Rows from a pointing dataset
================================
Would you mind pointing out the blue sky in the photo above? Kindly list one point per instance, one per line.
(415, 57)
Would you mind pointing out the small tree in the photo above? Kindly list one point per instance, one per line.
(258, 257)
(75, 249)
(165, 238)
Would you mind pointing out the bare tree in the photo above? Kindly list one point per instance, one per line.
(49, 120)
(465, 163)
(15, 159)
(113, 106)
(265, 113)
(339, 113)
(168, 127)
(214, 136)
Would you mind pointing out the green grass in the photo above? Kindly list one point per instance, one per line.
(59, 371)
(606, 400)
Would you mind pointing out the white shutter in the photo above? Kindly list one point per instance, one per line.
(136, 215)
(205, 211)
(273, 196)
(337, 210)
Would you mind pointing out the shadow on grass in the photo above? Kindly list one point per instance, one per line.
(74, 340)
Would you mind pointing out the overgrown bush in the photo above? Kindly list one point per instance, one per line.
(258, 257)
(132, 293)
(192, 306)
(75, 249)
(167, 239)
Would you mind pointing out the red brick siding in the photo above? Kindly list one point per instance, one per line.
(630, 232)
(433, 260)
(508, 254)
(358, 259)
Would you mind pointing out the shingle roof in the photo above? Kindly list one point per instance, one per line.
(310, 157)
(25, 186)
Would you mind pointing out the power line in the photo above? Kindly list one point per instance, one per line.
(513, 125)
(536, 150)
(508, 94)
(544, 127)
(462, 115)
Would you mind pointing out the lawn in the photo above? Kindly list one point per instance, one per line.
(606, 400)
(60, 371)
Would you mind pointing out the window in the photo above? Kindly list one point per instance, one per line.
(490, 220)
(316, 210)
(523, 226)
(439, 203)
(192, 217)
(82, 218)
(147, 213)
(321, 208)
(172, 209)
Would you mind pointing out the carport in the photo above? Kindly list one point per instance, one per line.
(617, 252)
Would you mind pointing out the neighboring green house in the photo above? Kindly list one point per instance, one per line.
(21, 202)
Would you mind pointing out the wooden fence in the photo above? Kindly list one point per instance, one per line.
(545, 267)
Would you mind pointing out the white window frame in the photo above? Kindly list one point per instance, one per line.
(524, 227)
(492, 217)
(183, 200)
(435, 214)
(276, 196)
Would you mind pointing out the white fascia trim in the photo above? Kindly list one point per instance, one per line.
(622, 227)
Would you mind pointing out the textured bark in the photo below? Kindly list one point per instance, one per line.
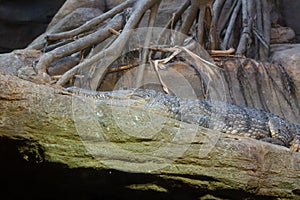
(42, 116)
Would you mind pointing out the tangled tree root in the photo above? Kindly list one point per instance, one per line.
(238, 25)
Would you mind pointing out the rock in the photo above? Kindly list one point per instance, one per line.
(282, 35)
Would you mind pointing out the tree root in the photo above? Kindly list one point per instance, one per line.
(215, 24)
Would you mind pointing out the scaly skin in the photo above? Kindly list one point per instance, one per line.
(215, 115)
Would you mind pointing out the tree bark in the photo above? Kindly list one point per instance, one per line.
(44, 117)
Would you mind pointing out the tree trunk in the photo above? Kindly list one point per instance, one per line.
(199, 159)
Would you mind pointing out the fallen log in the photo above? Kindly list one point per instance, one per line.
(58, 128)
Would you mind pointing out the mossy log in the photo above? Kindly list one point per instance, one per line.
(204, 160)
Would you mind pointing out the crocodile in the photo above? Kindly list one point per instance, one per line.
(216, 115)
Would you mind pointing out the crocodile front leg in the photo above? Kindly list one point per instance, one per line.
(295, 144)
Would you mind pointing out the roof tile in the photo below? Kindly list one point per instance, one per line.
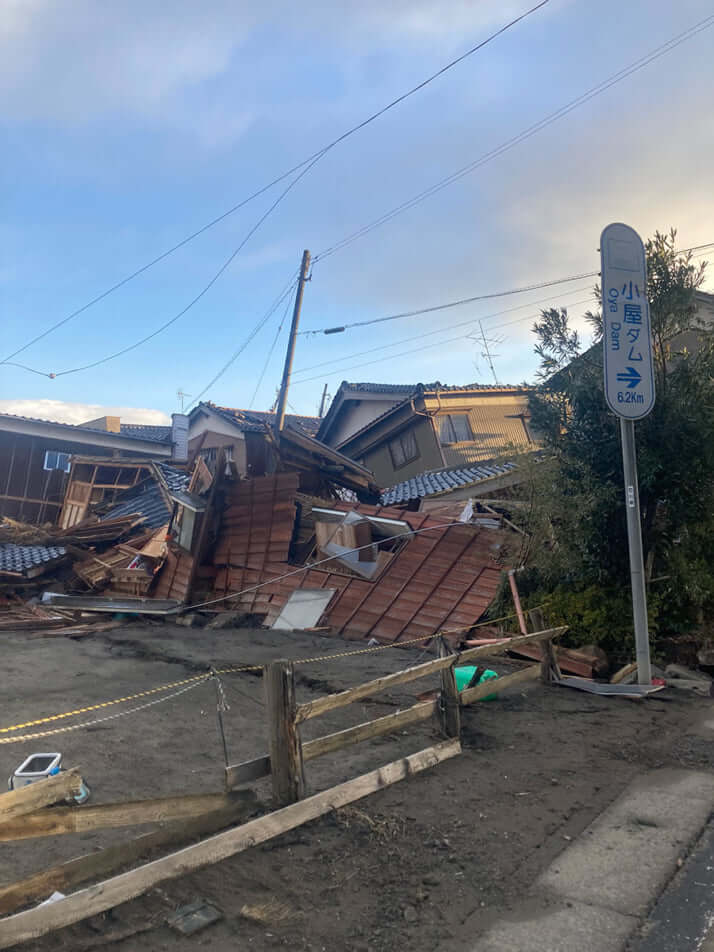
================================
Instructions for the task
Output everything from the line containing "Would you mind pointing out the mossy" down to the end of the data as a JSON list of strings, with one string per line and blank lines omitted. Leave the pictures out of your answer.

Exercise output
[
  "Would you mind pointing out the mossy log in the photo above? Kindly list one point per instance, one per line.",
  "(204, 160)",
  "Would you mind pointing out the crocodile in the photo above? Kindly list one point per instance, one per line.",
  "(216, 115)",
  "Would you mind pointing out the crocodile front leg in the photo above? Kindly list one point per instance, one per line.",
  "(295, 144)",
  "Would you mind pointing out the roof tile in the photo below? Kindly list one point per instance, one per line."
]